● STATED PROBLEM: Retype exactly the stretch of lines that begins at the line containing "of the terracotta" and ends at the last line of the data, with no other lines.

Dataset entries
________________________________________

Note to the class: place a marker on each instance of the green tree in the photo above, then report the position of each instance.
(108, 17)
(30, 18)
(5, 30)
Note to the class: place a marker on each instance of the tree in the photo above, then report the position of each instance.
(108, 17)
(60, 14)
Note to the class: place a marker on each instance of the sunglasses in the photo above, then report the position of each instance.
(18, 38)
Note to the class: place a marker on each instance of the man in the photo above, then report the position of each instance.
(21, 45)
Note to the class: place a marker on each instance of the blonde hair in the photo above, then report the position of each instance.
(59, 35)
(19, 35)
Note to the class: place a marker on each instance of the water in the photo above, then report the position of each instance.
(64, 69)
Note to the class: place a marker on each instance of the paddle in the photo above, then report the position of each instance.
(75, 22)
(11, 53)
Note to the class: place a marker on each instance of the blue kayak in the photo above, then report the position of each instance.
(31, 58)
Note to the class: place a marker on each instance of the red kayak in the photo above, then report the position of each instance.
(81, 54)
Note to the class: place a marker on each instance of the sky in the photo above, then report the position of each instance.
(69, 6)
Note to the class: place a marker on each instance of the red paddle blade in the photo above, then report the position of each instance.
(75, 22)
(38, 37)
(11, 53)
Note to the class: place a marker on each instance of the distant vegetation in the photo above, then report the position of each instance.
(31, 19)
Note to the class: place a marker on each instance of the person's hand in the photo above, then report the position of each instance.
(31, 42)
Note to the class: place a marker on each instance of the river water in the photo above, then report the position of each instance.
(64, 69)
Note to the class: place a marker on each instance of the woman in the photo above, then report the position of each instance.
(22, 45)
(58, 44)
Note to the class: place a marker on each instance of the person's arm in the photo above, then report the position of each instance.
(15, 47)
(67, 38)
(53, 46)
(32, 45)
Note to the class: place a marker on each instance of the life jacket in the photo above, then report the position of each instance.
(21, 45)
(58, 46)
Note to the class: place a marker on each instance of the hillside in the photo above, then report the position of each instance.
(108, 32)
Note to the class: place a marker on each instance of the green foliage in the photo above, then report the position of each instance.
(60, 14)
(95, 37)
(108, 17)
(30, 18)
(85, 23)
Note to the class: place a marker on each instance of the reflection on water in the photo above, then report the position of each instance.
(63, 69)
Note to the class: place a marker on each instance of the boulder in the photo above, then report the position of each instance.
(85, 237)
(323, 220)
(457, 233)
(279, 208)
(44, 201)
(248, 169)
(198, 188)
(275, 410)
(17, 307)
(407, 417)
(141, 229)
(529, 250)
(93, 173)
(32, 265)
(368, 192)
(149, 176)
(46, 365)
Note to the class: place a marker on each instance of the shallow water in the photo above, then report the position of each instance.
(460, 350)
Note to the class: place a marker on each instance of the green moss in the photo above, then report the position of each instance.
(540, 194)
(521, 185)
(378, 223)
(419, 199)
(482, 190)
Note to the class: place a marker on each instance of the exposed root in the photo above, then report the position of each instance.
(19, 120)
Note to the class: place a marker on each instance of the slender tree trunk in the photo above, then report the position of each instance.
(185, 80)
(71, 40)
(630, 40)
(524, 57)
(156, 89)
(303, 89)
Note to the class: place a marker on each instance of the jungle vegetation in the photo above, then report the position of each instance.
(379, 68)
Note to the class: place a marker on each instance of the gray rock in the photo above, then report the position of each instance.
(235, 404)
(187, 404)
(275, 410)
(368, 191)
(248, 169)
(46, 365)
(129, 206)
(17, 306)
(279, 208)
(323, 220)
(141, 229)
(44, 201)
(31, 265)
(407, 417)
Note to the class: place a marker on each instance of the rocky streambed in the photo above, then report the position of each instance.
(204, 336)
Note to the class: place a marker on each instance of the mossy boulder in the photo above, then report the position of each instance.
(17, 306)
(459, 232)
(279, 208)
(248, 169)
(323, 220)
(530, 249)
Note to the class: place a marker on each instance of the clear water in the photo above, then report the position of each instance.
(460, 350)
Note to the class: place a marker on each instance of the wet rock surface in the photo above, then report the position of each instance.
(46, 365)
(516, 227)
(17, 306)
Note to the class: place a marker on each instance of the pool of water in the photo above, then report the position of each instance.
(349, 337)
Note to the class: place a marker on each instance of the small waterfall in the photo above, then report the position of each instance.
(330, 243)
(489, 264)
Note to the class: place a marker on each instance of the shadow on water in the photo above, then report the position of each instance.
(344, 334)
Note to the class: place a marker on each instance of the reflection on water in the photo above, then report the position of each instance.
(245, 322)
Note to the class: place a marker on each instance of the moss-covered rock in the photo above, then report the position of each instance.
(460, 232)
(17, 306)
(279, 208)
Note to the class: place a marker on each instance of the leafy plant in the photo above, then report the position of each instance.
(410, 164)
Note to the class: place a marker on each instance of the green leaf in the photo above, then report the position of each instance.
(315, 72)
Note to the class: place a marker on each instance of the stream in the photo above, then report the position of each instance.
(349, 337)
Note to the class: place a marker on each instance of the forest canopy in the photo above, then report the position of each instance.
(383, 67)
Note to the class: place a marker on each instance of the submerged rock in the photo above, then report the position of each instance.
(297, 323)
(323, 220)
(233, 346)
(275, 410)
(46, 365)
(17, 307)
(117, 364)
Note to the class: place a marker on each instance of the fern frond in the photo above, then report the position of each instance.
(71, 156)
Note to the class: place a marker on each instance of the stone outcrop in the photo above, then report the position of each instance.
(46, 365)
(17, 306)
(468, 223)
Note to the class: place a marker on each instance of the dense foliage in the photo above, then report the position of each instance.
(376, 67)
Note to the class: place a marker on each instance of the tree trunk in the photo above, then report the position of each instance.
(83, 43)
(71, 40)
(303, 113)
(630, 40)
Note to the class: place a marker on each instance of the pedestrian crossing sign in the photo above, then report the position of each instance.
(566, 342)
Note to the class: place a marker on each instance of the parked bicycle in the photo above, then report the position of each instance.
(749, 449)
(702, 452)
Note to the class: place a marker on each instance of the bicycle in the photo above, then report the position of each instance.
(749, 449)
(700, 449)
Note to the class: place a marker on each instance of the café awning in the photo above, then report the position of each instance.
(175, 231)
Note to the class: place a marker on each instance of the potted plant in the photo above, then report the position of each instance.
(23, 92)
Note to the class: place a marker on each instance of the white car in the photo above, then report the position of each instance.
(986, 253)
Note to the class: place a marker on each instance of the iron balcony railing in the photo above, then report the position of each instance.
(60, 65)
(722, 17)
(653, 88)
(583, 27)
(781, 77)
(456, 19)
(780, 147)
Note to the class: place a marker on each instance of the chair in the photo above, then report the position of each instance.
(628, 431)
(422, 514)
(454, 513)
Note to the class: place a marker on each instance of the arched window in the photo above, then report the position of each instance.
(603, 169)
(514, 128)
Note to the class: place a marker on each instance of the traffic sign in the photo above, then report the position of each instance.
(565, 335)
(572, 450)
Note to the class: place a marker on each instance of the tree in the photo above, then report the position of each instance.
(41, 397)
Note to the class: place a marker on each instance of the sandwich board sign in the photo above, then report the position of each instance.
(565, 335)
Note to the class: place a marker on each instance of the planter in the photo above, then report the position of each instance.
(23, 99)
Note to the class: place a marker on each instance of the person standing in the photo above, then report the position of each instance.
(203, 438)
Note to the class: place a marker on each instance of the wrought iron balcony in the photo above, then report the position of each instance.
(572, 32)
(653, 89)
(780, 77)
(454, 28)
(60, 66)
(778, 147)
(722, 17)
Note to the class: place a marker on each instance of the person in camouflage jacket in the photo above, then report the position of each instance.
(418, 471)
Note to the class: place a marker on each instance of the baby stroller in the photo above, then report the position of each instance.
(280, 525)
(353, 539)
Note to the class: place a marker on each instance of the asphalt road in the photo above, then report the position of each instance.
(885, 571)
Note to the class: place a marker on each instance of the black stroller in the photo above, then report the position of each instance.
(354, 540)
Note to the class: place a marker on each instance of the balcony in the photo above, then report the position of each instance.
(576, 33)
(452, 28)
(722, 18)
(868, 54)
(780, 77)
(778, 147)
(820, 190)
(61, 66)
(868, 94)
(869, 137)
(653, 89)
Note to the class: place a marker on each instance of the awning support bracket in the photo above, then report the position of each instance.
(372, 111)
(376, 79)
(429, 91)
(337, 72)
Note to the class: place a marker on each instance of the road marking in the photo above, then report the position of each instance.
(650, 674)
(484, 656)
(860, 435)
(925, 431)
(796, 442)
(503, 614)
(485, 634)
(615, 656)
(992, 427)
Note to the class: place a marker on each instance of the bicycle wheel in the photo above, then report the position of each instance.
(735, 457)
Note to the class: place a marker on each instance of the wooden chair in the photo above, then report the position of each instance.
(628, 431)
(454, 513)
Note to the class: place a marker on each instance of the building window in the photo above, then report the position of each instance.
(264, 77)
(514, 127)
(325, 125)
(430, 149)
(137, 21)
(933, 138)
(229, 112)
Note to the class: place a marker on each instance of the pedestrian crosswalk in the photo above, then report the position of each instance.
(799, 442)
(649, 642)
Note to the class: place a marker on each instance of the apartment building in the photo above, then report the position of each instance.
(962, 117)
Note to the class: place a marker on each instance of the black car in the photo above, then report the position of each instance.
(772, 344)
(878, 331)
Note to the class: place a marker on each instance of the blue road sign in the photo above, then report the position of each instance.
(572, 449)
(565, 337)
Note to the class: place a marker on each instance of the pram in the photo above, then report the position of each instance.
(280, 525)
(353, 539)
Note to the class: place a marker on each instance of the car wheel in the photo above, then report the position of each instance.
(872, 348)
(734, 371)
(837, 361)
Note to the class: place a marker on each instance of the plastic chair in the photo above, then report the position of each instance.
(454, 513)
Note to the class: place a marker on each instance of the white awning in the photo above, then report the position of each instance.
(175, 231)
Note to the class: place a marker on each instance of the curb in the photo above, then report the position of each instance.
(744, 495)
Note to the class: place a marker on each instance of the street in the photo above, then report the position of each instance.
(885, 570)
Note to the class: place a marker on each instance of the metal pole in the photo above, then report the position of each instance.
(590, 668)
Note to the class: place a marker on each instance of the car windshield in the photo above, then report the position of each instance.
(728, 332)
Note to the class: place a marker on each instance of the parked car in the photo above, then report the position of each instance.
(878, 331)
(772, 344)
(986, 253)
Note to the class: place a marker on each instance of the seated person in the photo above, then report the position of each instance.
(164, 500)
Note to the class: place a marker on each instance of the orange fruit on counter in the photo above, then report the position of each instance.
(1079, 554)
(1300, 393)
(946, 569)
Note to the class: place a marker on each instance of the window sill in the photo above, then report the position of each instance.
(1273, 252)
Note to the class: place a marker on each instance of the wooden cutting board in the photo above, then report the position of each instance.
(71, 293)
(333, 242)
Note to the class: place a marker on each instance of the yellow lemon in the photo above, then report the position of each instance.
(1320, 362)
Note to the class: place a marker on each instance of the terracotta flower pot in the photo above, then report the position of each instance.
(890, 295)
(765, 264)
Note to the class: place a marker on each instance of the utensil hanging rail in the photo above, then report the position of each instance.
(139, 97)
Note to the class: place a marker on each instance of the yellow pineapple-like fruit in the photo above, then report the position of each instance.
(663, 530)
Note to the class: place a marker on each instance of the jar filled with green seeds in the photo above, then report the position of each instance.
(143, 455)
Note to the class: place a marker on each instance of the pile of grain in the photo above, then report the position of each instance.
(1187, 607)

________________________________________

● EXPECTED OUTPUT:
Note to the class: place a marker on each instance of the terracotta flower pot in the photo above, then report the position of each instance.
(890, 295)
(765, 264)
Note to the class: place a marker on each instance of the utensil hanging rail in the photo above, then report the position of each instance.
(139, 97)
Note to the class: place a marker on each instance of the yellow pineapple-like fruit in the photo above, then report the position of each instance.
(663, 530)
Note to the class: place a marker on each instance of the jar filled with green seeds in the photo above, then report the position of each instance.
(143, 455)
Note to the class: place a marker on each instance of the pile of grain in the photo above, then report the position of each instance.
(1187, 607)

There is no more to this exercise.